### Directives
A - In the post about the final exam below, check each statement against the text: (i) the writer finished the final at about 1pm; (ii) the writer answered every exam question correctly; (iii) Schriver had planned to fly out of Denver the day after the post. For each, answer yes or no and quote the words of the post that decide it.
B - List every figure written in digits in the post about the final exam below, from the paragraphs after the date line, and say what each refers to.

### Selected passage
Archive for the ‘School’ Category

Next up - beer

Wednesday, December 20th, 2006

Today I had an exam. It has been a long time since I had to take a final. I kinda forgot how much they suck.

I think that my exam went well. I went into it with something like a 95% in the class, and felt pretty comfortable with all of the questions. I botched 2 of them, but that happens sometimes.

Regaurdless, I am done. I learned a lot in the class and hopefully get at least a B. If not I have to pay for it out of my own pocket… Got done with my final at about 1pm, and discovered that it had snowed a foot while I was in the exam. Hasn’t stopped snowing since. Hopefully it will keep snowing and Stephanie and I will get tomorrow off work. Last I checked there was about 18 inches of snow outside.

Life is good — unless you are my buddy Schriver. He was supposed to fly out of denver tomorrow and it just isn’t going to happen. Sorry man.

### Provided material
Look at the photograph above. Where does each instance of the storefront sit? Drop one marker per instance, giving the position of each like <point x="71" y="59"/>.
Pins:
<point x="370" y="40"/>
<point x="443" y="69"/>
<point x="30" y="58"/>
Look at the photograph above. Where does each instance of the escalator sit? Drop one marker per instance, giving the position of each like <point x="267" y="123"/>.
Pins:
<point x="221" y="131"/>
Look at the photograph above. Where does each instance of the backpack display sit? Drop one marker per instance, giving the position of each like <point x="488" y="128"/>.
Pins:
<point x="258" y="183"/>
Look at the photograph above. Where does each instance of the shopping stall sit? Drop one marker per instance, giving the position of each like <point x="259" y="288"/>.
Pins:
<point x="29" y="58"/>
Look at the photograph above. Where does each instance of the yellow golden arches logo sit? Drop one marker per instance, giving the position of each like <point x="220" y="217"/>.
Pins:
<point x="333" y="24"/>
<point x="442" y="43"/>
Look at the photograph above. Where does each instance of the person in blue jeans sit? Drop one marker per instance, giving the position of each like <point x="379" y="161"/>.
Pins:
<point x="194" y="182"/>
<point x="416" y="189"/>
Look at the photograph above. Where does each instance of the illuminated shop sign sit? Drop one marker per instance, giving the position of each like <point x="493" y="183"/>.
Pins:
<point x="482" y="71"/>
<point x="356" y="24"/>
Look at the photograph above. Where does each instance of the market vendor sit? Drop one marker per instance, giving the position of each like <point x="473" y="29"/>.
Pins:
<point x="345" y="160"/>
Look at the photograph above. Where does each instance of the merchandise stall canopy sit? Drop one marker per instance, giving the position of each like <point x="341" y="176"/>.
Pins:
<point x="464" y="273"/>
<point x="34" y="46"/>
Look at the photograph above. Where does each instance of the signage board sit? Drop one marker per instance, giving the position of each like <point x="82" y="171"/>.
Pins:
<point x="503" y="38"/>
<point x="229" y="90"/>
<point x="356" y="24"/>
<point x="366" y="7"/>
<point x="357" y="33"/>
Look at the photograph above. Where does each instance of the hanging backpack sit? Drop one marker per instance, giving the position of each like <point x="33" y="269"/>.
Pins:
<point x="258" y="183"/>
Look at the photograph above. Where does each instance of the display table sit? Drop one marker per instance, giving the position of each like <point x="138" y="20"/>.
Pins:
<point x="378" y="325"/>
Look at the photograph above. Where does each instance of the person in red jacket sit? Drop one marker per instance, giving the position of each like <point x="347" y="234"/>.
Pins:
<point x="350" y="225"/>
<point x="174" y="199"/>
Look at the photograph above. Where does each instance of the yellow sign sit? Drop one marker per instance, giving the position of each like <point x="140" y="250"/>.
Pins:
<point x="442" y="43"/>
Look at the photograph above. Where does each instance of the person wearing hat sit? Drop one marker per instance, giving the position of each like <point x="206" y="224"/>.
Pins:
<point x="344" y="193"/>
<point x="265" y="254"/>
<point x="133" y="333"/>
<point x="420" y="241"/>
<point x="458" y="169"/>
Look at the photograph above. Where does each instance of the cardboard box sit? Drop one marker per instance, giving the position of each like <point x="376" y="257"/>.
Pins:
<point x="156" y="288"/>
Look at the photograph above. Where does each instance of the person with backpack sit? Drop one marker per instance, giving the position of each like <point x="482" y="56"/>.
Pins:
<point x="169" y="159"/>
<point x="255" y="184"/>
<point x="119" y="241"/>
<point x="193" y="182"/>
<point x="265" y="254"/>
...
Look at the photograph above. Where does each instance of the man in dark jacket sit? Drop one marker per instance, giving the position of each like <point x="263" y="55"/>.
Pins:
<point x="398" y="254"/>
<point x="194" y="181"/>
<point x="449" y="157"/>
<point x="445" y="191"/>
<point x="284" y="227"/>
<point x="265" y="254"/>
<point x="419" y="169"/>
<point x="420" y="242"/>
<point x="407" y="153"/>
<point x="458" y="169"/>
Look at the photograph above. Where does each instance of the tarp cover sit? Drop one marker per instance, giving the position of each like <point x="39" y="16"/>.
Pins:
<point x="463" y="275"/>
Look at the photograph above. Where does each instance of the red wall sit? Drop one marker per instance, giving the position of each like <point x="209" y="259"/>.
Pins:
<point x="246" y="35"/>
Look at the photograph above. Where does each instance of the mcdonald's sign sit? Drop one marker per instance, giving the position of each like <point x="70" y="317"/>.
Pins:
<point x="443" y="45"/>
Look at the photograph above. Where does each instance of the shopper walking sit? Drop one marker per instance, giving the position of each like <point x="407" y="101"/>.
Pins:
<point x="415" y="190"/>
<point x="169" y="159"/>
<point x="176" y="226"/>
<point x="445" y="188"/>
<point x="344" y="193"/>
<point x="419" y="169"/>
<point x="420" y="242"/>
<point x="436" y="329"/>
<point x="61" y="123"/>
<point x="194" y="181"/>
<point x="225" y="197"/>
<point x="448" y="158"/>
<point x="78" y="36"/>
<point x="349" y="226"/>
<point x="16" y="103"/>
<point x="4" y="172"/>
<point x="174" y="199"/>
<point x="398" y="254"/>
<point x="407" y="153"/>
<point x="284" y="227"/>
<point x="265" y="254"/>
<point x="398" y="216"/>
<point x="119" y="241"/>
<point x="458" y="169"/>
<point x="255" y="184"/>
==
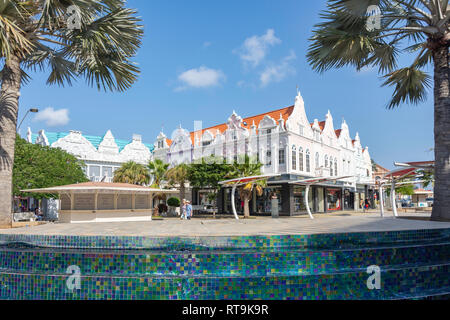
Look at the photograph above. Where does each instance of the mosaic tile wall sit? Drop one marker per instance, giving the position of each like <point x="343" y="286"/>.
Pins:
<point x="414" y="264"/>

### Task results
A -
(i) Yes: "Got done with my final at about 1pm"
(ii) No: "I botched 2 of them"
(iii) Yes: "He was supposed to fly out of denver tomorrow"

B -
- 95%: the writer's standing in the class going into the exam
- 2: the number of questions the writer botched
- 1pm: about when the writer got done with the final
- 18: the inches of snow outside when the writer last checked